_DIRECTIONS FOR THIS TASK:_
Beginning with the first line of the entries below, quote each line until you reach and include the line with "214, row 216.".

_INPUT DATA:_
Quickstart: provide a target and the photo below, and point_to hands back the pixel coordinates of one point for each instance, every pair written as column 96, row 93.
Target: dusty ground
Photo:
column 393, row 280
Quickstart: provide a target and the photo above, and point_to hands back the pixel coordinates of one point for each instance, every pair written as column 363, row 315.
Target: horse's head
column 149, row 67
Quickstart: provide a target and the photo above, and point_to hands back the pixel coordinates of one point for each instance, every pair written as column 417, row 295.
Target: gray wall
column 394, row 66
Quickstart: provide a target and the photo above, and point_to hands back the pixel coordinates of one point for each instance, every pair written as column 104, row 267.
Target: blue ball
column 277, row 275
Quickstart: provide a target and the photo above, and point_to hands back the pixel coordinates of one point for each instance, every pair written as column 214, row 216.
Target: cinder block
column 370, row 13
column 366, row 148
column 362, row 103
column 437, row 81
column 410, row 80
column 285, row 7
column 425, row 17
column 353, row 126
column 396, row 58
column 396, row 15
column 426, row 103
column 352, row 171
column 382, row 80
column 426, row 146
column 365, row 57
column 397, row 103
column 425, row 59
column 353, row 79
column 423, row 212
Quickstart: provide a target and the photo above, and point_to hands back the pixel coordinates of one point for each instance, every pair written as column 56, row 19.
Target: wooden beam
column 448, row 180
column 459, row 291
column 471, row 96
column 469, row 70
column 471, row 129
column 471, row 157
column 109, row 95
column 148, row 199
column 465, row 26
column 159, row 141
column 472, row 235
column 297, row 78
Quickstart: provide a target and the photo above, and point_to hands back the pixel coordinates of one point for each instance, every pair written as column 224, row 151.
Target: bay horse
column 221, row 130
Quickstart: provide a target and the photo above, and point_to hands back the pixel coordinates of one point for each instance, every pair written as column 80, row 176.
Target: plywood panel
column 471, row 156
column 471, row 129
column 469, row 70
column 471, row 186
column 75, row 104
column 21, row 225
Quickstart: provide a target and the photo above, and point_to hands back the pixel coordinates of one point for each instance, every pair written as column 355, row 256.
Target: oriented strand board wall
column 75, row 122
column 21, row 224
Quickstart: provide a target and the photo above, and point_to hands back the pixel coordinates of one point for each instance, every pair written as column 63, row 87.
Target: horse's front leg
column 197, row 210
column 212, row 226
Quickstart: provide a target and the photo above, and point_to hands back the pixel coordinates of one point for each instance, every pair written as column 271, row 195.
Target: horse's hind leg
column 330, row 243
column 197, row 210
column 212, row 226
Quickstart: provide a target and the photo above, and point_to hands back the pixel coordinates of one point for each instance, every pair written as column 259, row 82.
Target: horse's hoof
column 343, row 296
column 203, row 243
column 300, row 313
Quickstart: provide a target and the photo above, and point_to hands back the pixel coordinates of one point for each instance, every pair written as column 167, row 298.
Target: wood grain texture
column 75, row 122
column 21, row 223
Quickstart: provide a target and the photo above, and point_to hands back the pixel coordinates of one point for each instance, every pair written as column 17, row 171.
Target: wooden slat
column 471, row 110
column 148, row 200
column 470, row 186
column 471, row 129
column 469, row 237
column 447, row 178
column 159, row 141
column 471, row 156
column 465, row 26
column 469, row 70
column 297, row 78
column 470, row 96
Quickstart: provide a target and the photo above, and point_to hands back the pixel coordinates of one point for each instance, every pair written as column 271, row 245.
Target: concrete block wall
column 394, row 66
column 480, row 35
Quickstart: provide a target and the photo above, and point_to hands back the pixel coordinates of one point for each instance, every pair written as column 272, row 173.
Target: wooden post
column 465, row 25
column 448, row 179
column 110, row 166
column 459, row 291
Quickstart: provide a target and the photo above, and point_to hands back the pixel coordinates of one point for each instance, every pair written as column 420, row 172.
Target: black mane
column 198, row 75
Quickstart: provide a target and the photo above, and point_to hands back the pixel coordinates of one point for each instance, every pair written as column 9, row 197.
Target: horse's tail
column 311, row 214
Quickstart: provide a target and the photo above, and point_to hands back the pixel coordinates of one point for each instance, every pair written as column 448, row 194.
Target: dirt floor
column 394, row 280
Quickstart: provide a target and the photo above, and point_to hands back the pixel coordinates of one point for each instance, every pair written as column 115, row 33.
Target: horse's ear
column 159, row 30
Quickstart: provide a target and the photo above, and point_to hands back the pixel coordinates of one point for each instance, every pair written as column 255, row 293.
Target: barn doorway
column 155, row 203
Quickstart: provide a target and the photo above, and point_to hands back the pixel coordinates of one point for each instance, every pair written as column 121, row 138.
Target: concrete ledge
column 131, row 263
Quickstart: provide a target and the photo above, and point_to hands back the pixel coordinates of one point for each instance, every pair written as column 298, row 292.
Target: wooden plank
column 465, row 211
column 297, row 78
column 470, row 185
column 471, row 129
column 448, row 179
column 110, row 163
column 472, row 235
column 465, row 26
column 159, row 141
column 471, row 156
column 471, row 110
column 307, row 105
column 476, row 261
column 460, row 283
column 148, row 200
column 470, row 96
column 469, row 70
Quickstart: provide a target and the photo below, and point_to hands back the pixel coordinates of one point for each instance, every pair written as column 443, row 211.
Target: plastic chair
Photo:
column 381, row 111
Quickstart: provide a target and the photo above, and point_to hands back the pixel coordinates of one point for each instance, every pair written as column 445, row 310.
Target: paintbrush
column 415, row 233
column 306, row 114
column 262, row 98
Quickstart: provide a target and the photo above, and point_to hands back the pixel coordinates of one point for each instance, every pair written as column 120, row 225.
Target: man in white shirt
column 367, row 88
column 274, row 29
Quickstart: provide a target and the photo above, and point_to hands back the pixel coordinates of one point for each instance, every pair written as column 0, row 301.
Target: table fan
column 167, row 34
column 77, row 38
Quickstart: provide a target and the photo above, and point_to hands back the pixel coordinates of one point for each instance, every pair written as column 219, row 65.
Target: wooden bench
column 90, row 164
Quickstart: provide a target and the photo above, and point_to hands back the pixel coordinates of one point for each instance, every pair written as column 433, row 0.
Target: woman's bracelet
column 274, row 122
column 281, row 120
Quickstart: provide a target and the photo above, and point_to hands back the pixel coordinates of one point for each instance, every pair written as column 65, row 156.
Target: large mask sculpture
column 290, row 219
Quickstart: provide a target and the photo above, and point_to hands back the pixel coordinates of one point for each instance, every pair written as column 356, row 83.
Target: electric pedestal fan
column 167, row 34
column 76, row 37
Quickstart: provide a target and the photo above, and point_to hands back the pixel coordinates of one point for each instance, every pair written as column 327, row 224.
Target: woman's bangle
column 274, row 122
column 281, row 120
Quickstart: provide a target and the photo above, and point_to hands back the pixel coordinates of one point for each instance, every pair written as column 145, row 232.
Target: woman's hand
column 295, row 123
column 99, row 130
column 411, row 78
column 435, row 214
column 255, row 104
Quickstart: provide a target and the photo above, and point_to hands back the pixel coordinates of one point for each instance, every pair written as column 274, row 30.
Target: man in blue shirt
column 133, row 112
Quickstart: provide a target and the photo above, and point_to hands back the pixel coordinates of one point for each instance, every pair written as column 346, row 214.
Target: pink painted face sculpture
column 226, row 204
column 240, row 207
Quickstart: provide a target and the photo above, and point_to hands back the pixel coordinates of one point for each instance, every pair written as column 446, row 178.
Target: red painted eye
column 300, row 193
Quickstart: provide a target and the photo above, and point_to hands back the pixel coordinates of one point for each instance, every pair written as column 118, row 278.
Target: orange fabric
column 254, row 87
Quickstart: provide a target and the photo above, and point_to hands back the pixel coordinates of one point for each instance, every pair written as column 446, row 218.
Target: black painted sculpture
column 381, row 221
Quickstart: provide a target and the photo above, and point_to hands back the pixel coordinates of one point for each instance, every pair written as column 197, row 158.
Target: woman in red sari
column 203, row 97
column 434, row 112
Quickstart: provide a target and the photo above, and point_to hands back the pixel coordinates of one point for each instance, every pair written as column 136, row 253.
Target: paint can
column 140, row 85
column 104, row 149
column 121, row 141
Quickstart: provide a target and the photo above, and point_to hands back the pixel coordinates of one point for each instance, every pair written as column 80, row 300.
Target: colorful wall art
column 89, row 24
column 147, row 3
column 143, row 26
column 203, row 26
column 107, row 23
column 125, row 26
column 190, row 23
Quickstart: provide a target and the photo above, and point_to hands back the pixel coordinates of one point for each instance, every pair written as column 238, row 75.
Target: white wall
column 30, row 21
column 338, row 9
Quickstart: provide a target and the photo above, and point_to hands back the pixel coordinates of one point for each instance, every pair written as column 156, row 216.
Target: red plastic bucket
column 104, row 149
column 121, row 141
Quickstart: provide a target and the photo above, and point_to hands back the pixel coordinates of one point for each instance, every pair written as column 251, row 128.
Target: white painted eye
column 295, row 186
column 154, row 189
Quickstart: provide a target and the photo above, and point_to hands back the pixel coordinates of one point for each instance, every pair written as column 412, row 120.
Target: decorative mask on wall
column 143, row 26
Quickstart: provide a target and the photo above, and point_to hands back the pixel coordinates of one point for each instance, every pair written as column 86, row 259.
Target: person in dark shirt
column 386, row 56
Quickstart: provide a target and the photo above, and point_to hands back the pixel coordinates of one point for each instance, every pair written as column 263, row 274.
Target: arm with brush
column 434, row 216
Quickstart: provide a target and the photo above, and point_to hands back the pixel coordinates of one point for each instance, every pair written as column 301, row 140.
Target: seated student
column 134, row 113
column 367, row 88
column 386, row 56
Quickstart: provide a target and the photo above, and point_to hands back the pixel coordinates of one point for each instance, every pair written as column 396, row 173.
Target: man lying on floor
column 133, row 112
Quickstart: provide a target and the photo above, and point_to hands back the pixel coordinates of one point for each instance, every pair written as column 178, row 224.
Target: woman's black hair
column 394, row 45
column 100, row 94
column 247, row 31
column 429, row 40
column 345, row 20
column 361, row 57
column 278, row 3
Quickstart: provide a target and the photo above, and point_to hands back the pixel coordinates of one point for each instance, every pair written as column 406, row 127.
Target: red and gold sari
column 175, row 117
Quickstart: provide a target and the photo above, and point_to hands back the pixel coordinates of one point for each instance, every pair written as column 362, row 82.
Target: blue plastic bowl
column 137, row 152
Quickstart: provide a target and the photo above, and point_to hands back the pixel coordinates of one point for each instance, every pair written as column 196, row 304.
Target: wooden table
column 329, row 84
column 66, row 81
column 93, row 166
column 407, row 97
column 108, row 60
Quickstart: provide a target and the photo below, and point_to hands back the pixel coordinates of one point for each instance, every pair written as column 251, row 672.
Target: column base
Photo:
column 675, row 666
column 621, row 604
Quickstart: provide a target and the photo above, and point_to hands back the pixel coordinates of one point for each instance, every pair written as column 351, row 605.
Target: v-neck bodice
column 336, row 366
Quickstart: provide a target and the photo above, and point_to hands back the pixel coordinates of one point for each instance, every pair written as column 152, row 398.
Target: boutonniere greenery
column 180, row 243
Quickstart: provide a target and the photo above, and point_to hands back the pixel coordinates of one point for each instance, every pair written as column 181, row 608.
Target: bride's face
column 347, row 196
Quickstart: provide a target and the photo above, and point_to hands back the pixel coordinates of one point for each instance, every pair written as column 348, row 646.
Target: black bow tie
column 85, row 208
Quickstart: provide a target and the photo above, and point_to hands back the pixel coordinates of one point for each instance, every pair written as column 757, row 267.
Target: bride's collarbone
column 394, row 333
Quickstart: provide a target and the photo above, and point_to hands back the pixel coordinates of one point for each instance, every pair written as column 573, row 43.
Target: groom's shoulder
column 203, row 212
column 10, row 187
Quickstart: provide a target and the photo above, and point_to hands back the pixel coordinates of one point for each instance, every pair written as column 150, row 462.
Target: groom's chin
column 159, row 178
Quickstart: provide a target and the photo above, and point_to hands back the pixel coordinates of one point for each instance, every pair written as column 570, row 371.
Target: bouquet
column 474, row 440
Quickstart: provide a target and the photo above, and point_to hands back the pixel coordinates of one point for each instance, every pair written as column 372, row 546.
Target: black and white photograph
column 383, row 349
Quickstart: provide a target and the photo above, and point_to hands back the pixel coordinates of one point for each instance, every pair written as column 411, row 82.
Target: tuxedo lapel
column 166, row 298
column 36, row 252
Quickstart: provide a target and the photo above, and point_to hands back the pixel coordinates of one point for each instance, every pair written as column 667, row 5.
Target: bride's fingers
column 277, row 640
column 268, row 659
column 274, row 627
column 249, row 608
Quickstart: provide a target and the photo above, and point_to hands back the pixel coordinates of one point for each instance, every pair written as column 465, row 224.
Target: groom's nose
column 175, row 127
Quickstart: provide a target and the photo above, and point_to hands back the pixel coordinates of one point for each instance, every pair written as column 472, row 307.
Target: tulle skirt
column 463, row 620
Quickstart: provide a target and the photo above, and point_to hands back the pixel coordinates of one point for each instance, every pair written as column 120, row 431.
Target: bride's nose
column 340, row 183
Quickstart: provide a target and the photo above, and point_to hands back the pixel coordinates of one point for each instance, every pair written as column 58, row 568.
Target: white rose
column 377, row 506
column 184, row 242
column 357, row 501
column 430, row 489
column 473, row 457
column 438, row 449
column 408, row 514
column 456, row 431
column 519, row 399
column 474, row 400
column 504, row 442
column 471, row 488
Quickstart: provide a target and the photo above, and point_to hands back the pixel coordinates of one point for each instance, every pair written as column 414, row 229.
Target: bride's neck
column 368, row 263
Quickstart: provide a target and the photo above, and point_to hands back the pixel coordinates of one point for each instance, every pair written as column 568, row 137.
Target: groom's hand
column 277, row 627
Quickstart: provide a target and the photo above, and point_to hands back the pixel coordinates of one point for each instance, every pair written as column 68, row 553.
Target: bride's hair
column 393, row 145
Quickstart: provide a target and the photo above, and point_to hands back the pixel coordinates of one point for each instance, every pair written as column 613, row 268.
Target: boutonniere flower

_WRITTEN SOLUTION:_
Quickstart: provide a target and the photo below, and point_to hands back the pixel coordinates of one point for each instance, every pair written as column 96, row 93.
Target: dusty ground
Photo:
column 393, row 280
Quickstart: provide a target and the photo above, and point_to hands back the pixel coordinates of one point for each instance, every pair written as column 363, row 315.
Target: horse's head
column 149, row 67
Quickstart: provide a target and the photo above, and point_to hands back the pixel coordinates of one point for each instance, every pair written as column 417, row 295.
Target: gray wall
column 394, row 66
Quickstart: provide a target and the photo above, and point_to hands back the pixel coordinates of one point for each instance, every pair written as column 104, row 267.
Target: blue ball
column 277, row 275
Quickstart: provide a target and the photo above, and point_to hands back the pixel coordinates of one point for each instance, every pair written as column 214, row 216.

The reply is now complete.